- Task item
Would you write out, word for word, each line of the records below from the top through the one holding "# mark a point on every instance of the frost-covered pine"?

- Data supplied
--------

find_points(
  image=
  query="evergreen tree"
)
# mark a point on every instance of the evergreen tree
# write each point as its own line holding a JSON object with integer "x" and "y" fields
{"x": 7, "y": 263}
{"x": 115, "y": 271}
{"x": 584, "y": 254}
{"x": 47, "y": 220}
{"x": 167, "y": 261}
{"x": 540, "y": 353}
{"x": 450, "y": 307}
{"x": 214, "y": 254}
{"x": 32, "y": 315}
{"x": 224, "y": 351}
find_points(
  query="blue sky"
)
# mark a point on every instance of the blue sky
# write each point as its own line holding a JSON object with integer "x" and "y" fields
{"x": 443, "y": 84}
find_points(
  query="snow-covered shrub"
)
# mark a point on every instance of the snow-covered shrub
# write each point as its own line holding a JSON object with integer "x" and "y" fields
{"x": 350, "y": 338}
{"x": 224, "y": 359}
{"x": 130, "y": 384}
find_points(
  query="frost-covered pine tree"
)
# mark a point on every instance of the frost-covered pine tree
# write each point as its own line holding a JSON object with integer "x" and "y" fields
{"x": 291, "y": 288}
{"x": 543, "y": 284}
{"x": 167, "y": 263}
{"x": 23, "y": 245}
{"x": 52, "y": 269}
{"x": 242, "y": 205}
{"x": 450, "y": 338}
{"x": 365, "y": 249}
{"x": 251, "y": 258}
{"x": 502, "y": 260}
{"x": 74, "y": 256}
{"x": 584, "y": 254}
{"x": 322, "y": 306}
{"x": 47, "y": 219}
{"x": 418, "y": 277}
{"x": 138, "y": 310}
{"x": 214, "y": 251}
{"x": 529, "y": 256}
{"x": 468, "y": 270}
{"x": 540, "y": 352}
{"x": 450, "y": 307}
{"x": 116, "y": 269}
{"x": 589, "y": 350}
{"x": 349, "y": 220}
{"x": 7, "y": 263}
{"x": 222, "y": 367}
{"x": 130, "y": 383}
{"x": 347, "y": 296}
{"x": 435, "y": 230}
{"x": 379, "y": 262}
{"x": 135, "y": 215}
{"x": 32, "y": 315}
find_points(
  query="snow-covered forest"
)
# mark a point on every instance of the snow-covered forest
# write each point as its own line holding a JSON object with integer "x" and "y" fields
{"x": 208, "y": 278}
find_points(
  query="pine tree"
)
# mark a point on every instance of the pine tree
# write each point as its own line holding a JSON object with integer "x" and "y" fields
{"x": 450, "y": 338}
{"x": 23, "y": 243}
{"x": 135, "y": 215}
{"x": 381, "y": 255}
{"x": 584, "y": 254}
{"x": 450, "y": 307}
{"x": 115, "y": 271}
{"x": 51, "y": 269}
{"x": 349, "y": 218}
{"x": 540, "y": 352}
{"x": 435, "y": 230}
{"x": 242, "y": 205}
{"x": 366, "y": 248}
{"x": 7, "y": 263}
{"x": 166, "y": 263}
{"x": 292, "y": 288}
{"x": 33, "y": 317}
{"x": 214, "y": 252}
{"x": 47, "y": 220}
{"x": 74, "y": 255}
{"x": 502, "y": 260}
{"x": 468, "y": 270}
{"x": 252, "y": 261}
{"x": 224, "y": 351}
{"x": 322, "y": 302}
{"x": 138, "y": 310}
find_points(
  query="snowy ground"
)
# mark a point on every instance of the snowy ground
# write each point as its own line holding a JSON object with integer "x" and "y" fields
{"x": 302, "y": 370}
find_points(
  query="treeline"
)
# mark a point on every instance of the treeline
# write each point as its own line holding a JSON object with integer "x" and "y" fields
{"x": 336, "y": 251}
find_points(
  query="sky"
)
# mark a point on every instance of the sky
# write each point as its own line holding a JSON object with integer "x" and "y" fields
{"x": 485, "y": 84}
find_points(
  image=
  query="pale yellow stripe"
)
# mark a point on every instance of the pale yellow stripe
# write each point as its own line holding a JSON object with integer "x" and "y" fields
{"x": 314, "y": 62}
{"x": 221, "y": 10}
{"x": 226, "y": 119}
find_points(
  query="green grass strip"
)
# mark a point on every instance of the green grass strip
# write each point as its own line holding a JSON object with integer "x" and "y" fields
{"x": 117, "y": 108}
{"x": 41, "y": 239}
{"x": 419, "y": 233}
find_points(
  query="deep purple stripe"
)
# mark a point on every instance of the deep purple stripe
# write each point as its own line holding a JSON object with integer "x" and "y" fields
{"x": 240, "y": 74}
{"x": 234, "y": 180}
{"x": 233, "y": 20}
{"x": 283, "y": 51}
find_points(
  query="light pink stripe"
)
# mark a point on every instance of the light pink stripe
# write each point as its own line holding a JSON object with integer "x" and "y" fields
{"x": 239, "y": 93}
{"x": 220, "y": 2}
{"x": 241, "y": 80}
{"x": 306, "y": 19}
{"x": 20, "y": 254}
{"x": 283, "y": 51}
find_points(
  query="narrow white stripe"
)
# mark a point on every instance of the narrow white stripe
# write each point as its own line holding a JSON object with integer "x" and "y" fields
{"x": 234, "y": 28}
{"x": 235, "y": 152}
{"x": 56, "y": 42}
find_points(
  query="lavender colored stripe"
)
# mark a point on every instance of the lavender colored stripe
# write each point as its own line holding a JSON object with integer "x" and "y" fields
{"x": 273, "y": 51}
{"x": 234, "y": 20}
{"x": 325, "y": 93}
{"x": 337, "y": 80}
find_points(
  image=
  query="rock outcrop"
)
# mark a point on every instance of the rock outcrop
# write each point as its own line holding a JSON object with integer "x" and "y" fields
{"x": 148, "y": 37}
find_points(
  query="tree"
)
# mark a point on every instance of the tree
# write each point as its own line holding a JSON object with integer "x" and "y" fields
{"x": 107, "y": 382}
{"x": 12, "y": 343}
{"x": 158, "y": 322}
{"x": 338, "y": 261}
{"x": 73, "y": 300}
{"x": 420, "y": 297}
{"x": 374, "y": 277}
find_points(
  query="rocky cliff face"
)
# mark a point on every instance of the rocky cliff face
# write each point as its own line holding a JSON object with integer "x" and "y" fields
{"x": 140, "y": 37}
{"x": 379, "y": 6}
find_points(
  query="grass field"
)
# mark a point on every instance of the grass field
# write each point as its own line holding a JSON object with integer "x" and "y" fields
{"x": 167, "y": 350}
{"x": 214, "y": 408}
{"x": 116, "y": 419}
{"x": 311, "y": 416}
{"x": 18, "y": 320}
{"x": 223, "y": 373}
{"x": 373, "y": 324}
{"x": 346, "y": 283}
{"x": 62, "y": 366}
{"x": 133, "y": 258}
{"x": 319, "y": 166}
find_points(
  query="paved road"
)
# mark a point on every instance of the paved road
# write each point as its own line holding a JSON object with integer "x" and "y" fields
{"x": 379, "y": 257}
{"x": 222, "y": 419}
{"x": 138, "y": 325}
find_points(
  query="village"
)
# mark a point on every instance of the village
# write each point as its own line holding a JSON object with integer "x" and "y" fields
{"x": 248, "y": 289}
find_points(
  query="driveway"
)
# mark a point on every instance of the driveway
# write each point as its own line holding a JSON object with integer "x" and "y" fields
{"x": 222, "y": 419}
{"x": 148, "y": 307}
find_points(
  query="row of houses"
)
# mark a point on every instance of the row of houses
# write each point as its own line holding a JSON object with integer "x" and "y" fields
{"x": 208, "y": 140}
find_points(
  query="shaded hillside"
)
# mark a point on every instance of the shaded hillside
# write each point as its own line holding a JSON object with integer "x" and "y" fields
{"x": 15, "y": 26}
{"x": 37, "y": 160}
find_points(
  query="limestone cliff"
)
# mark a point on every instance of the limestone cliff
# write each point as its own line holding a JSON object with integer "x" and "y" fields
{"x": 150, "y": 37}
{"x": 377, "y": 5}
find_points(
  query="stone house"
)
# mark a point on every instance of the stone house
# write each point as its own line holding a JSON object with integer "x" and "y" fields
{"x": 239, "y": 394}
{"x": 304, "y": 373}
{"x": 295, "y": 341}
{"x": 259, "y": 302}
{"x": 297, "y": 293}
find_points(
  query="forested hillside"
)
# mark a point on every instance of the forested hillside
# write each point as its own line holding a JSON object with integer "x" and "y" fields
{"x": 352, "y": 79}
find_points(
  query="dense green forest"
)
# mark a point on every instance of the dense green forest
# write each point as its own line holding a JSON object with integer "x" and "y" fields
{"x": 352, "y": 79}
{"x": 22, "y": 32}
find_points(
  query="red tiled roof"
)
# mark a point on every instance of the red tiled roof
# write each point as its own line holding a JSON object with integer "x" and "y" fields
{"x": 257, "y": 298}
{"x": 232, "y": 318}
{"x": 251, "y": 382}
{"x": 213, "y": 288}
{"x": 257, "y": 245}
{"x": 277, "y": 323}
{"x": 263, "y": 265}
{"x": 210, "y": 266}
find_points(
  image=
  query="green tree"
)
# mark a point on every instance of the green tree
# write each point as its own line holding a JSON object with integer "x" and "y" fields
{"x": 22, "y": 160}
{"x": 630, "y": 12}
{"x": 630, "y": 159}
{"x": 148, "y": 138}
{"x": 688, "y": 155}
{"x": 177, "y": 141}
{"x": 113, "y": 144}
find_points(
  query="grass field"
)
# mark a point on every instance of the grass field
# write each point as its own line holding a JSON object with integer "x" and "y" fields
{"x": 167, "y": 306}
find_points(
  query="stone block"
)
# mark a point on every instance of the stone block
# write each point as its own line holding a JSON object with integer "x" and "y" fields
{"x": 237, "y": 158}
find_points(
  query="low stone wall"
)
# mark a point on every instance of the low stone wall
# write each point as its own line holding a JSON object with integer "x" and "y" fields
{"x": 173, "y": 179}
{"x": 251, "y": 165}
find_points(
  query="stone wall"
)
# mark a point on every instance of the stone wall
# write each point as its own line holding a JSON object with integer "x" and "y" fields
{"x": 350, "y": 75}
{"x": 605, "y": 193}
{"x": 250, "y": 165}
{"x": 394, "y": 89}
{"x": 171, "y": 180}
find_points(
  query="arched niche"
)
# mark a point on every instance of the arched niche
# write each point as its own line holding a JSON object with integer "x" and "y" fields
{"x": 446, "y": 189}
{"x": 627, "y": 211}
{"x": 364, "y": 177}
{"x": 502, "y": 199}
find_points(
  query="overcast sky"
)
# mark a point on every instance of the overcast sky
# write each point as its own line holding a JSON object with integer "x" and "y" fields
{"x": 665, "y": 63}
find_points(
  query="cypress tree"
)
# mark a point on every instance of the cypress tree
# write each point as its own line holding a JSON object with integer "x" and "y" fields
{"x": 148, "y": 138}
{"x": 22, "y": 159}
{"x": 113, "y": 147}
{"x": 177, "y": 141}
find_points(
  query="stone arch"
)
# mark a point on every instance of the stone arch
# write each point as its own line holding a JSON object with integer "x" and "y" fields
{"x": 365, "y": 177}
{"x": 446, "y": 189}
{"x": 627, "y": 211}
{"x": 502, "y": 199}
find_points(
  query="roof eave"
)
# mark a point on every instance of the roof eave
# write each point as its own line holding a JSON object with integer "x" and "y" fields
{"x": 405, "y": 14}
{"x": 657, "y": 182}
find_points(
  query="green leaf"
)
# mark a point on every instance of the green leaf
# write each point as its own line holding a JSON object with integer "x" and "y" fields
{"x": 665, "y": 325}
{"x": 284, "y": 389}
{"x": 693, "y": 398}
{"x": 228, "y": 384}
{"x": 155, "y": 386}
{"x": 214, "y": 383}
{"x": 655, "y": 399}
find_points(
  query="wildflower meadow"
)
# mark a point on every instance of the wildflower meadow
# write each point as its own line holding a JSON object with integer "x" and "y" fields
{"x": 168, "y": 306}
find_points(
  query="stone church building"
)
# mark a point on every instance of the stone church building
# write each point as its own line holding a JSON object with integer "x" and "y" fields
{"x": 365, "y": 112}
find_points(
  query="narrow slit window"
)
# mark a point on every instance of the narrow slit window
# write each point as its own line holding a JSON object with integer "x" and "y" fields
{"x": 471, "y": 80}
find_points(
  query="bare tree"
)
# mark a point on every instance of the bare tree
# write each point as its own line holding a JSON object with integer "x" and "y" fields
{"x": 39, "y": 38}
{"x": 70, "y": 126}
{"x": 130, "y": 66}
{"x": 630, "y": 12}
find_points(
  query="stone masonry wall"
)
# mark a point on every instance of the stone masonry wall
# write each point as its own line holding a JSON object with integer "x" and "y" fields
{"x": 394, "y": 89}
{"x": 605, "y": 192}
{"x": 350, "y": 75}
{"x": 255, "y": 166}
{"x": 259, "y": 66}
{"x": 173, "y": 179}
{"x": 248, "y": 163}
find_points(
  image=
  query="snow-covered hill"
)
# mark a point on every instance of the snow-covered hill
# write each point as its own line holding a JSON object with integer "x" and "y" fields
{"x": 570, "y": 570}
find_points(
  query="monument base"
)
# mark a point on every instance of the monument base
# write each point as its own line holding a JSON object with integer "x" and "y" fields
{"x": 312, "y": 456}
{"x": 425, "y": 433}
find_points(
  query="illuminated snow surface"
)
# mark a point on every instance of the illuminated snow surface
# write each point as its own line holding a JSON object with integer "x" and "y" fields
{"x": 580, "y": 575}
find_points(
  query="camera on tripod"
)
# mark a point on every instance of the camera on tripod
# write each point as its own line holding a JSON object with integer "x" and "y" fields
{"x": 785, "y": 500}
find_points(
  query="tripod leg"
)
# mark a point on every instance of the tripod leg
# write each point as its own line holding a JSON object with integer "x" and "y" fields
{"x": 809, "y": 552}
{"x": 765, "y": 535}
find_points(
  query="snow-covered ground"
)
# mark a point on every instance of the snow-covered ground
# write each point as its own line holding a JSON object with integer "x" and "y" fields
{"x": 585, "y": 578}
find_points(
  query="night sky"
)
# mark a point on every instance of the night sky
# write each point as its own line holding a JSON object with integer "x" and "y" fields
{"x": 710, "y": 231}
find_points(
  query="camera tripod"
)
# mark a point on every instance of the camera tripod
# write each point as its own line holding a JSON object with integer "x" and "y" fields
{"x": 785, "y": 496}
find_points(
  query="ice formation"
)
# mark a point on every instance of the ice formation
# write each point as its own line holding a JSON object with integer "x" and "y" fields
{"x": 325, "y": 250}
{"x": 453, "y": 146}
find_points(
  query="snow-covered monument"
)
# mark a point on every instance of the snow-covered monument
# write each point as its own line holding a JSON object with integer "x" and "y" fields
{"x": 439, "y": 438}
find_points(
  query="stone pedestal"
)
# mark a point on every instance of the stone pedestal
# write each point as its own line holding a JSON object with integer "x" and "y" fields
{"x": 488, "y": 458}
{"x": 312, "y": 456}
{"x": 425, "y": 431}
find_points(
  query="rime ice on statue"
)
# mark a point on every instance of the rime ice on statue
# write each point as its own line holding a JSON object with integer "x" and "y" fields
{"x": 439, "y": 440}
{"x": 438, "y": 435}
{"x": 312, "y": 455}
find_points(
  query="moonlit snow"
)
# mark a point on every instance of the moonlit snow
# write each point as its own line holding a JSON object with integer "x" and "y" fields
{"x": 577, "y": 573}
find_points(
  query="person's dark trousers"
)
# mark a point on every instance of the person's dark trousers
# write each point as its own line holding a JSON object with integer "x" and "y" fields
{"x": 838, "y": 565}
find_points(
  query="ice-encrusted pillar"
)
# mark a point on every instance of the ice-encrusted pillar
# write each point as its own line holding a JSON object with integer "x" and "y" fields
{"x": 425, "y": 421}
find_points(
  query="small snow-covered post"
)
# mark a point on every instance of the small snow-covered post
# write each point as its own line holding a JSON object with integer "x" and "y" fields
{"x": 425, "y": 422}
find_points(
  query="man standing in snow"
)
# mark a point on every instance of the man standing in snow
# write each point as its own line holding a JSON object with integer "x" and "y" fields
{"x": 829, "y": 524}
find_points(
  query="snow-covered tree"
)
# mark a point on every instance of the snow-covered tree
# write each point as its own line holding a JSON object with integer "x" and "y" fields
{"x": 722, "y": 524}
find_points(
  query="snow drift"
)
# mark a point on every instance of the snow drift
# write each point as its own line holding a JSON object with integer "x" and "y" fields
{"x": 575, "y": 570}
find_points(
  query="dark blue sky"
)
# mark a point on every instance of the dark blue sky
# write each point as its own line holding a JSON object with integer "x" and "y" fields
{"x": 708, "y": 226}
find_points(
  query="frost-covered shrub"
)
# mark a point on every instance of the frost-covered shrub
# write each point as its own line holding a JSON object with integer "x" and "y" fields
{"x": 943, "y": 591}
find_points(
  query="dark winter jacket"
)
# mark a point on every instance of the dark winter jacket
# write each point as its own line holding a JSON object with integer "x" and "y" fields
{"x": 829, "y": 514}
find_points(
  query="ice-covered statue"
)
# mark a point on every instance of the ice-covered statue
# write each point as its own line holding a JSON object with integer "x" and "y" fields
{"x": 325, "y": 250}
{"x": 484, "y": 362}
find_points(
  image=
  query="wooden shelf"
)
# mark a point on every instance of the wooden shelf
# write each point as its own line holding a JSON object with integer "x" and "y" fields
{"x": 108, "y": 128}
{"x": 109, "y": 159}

--------

- Expected answer
find_points(
  image=
  query="evergreen tree"
)
# mark a point on every instance of the evergreen tree
# write each point as its own line holding a JSON object with integer "x" and "y" fields
{"x": 7, "y": 263}
{"x": 115, "y": 271}
{"x": 584, "y": 254}
{"x": 47, "y": 220}
{"x": 167, "y": 261}
{"x": 540, "y": 353}
{"x": 450, "y": 307}
{"x": 214, "y": 254}
{"x": 32, "y": 315}
{"x": 224, "y": 351}
find_points(
  query="blue sky"
)
# mark a point on every instance of the blue sky
# write each point as its own line holding a JSON object with integer "x" and "y" fields
{"x": 443, "y": 84}
find_points(
  query="snow-covered shrub"
)
# mark a point on every instance of the snow-covered shrub
# write each point as its own line holding a JSON object with integer "x" and "y" fields
{"x": 350, "y": 338}
{"x": 224, "y": 359}
{"x": 130, "y": 384}
find_points(
  query="frost-covered pine tree"
)
# mark a point on every instance of the frost-covered pine tree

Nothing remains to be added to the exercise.